TASK STATEMENT: Could you give the data below as a numbered list, leaving out any blank lines?

SOURCE RECORDS:
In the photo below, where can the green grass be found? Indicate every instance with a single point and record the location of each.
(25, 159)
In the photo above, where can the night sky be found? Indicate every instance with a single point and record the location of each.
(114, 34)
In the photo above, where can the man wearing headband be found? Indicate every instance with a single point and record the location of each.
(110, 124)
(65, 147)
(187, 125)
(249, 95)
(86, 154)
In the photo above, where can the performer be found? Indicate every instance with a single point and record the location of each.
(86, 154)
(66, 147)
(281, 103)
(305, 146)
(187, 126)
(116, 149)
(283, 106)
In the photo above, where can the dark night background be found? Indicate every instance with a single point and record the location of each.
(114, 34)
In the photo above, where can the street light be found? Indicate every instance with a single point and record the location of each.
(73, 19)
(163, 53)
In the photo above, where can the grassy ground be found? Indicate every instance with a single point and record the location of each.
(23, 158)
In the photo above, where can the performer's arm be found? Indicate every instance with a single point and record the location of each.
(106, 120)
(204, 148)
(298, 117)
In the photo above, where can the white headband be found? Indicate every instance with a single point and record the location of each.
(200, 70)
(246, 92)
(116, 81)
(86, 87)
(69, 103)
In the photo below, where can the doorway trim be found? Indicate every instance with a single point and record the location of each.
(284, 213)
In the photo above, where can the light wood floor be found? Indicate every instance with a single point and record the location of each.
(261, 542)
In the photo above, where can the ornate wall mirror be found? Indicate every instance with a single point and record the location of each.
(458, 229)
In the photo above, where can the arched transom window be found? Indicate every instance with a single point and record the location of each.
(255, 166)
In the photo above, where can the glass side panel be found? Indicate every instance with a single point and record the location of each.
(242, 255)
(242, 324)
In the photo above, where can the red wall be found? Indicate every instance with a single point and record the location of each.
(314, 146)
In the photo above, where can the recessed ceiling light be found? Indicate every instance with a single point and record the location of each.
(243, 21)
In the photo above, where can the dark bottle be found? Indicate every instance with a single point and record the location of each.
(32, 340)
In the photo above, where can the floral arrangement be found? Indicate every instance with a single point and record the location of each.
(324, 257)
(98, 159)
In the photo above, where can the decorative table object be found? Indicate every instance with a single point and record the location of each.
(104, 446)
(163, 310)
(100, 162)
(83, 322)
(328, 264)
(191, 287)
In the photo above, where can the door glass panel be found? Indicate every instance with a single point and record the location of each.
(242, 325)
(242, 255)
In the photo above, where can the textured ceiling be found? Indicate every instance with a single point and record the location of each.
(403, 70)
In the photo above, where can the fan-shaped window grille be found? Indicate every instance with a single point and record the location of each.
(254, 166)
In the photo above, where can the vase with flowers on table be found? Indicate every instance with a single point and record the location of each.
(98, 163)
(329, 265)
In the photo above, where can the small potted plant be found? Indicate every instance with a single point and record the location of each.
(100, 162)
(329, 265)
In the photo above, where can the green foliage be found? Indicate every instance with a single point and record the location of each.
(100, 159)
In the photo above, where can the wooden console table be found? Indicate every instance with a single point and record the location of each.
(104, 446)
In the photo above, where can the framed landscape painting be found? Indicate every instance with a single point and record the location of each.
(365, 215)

TASK SOLUTION:
1. In the photo below, where can the green grass be found? Indicate every instance with a single point and record the location of each.
2. (25, 159)
3. In the photo above, where can the night sky be found? Indicate every instance with a single point and record the location of each.
4. (114, 34)
5. In the photo above, where can the man wearing headband be found? Indicate every instance with a single point and record the location of each.
6. (110, 124)
7. (65, 147)
8. (187, 125)
9. (249, 95)
10. (86, 154)
11. In the photo above, where can the performer be found? Indicate every instance with a single point and record the location of each.
12. (86, 154)
13. (66, 147)
14. (281, 103)
15. (305, 146)
16. (187, 126)
17. (116, 149)
18. (283, 106)
19. In the photo above, where can the dark night background be found? Indicate every instance with a single point and record the location of each.
20. (114, 34)
21. In the photo above, where can the street light be found? Indicate every instance with a single point and record the location of each.
22. (73, 19)
23. (163, 53)
24. In the photo above, where can the grassy ground be found? Indicate every instance with a single point and record the location of each.
25. (23, 158)
26. In the photo above, where can the performer's arm be found? Indicate every instance with a single point and record the location of each.
27. (106, 120)
28. (204, 148)
29. (298, 117)
30. In the photo above, where can the white headband be found? Indicate every instance with a single point and record the location of each.
31. (200, 70)
32. (246, 92)
33. (116, 81)
34. (86, 87)
35. (69, 103)
36. In the photo below, where can the doorway trim be found? Indicate every instance with a single point and record the location of each.
37. (284, 213)
38. In the photo above, where can the light wood floor be found? Indicate every instance with a single point and record the location of each.
39. (261, 542)
40. In the photo above, where can the ornate wall mirror be found? Indicate every instance with a single point and record the location of each.
41. (458, 229)
42. In the photo above, where can the arched transom window be found? Indicate every instance with a single point and record the location of each.
43. (255, 166)
44. In the photo above, where can the glass side panel be found? Indicate every instance with a single point and record the location of each.
45. (242, 255)
46. (242, 324)
47. In the photo above, where can the red wall be found? Indicate every instance with a single point and record the location of each.
48. (314, 146)
49. In the photo above, where can the recessed ceiling light be found? Indicate every instance with a single point and record the location of each.
50. (243, 21)
51. In the photo above, where can the dark bottle be found? Indicate every instance with a single point and record the location of each.
52. (32, 340)
53. In the photo above, where can the floral arrangement be found? Indicate every instance with a single point and record the location of each.
54. (324, 257)
55. (98, 159)
56. In the photo above, where can the decorative table object be found? Indicate every instance with a single point and record the location of each.
57. (104, 446)
58. (163, 310)
59. (100, 162)
60. (83, 322)
61. (328, 264)
62. (191, 287)
63. In the photo above, where can the door glass panel be found? Indicate every instance with a single point and record the location of each.
64. (242, 325)
65. (242, 255)
66. In the photo above, where can the textured ceiling be found? Indicate every instance with a single point and record the location of each.
67. (403, 70)
68. In the photo above, where can the fan-shaped window grille be found? Indicate every instance with a single point and record the location of each.
69. (254, 166)
70. In the photo above, where can the vase with flowers on table be found? Indicate every instance with a single point and record the location of each.
71. (98, 163)
72. (329, 265)
73. In the photo above, where can the small potted plant be found? Indicate every instance with a single point and record the location of each.
74. (100, 162)
75. (329, 265)
76. In the photo above, where can the green foliage be found? Indicate every instance with a single point and record the location of each.
77. (100, 159)
78. In the photo above, where can the wooden console table be found? Indicate every instance with a single point and record the location of each.
79. (104, 446)
80. In the photo above, where can the framed landscape painting be found? Indicate every instance with a single point and record the location of each.
81. (365, 215)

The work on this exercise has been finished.